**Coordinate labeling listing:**
•••
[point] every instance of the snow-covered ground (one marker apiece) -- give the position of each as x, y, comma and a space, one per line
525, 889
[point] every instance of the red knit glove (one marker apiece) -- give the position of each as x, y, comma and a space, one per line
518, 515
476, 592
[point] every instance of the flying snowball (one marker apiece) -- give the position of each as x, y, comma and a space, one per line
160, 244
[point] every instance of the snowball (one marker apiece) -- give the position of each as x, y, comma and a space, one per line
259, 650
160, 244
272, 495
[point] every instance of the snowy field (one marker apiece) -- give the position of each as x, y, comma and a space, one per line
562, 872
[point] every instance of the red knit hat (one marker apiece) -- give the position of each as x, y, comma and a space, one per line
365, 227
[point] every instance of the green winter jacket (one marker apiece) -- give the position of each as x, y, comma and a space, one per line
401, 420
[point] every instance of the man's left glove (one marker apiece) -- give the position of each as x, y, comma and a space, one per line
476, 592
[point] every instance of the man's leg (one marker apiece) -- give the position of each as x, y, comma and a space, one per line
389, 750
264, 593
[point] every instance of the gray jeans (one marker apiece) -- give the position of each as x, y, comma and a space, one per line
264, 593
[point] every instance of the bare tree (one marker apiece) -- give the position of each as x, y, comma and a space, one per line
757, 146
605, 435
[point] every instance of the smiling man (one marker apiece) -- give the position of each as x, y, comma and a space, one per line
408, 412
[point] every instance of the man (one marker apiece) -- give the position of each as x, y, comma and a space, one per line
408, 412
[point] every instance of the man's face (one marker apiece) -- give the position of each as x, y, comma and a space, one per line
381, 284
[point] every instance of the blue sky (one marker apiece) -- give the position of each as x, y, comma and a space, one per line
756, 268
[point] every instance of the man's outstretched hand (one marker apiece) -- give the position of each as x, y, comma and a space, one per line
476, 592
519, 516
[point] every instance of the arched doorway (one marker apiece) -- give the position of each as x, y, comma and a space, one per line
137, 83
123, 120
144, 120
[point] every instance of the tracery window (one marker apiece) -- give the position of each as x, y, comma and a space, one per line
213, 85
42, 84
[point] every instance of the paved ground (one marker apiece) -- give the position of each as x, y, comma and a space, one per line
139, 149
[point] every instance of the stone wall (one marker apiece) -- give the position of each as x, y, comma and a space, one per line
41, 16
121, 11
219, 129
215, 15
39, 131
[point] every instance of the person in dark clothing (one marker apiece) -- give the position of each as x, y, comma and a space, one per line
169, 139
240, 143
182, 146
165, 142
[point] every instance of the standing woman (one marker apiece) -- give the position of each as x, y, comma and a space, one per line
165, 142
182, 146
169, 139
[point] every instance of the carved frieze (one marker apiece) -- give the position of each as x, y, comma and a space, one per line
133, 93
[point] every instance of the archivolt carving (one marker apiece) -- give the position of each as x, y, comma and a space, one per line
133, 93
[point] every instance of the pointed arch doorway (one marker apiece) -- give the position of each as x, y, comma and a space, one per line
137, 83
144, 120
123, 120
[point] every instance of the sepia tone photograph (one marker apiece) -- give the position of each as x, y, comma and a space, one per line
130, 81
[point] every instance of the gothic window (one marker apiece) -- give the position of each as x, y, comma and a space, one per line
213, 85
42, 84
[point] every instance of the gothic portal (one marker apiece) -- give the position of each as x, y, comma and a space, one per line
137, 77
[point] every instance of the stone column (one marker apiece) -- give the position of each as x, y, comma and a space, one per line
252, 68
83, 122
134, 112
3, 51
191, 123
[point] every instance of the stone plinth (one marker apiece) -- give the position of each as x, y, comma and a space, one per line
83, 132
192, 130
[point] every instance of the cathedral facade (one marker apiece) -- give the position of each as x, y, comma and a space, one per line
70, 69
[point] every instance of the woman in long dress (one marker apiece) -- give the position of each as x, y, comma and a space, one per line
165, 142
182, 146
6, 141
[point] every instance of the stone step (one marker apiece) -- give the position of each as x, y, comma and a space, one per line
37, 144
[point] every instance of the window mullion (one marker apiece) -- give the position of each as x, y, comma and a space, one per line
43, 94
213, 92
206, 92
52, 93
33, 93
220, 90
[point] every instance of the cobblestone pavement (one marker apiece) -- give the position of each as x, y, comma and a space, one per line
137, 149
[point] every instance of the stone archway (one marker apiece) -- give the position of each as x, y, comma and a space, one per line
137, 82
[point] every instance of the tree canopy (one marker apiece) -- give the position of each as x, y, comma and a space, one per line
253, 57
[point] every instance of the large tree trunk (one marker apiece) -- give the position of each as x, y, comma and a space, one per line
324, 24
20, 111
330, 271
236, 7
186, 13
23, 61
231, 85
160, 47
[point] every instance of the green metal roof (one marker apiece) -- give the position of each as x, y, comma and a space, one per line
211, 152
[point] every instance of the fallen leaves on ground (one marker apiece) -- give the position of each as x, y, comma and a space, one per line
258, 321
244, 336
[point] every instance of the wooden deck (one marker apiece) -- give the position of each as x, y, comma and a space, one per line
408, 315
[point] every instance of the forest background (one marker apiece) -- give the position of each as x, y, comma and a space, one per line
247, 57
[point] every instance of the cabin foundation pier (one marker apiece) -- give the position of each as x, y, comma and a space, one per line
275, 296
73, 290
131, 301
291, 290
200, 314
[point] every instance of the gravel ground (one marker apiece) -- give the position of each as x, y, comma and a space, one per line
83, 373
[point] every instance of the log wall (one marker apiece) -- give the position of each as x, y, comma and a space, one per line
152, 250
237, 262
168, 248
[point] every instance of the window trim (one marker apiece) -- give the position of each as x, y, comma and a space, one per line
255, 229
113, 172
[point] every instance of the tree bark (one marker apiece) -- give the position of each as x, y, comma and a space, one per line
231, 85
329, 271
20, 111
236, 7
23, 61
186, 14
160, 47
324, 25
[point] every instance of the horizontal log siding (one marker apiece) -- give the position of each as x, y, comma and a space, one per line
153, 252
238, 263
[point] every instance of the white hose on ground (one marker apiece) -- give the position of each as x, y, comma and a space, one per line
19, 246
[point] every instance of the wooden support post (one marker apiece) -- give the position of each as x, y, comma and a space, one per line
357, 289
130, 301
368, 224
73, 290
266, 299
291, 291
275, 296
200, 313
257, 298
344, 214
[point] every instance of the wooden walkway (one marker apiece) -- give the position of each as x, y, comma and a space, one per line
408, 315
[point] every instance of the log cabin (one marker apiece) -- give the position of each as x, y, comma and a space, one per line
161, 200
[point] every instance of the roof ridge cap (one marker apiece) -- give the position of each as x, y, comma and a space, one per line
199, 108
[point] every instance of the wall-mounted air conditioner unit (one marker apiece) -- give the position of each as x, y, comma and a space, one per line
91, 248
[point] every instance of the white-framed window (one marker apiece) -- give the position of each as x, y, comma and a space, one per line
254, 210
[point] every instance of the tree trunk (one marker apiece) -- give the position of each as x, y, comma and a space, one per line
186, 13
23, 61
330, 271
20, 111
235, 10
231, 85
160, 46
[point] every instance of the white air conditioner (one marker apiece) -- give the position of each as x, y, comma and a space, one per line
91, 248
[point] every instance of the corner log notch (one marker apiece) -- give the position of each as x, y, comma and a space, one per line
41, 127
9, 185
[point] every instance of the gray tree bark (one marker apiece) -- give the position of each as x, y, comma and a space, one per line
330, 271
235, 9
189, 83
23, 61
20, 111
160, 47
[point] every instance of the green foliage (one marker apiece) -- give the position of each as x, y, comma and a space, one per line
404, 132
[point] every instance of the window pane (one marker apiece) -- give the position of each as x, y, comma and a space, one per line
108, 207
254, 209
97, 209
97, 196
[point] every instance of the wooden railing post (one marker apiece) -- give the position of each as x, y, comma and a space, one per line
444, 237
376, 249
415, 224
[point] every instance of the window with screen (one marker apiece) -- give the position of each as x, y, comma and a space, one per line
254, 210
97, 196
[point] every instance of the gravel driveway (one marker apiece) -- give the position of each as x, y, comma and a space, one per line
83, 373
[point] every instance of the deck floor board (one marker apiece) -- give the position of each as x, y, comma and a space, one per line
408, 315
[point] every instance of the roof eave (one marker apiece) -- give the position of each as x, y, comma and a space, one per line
•••
Please quote the listing above word for word, starting at the line containing "[point] every instance of the green foliage" and continuing through the last line of the listing.

[point] every instance of the green foliage (one marker apiece) -- give the position of each as x, y, comma and a space, one per line
404, 132
[point] every instance of the window pane (one marker apiece) -- give the position of each as x, y, comma and a space, one per line
108, 207
254, 209
97, 209
97, 196
[point] every instance of the wooden railing post (one marker apiece) -- give the position of each as x, y, comma and a space, one per line
444, 237
376, 249
415, 224
[point] every instance of the window with screen (one marker apiece) -- give the position of each as x, y, comma and a space, one per line
254, 210
97, 196
[point] every instance of the gravel driveway (one marker apiece) -- give the position of each as x, y, comma and a space, one per line
83, 373
[point] every instance of the deck floor board (one marker apiece) -- give the position of each as x, y, comma and a space, one per line
408, 315
[point] every instance of the roof eave (one marker apiece) -- give the position of each as x, y, comma and a space, one per line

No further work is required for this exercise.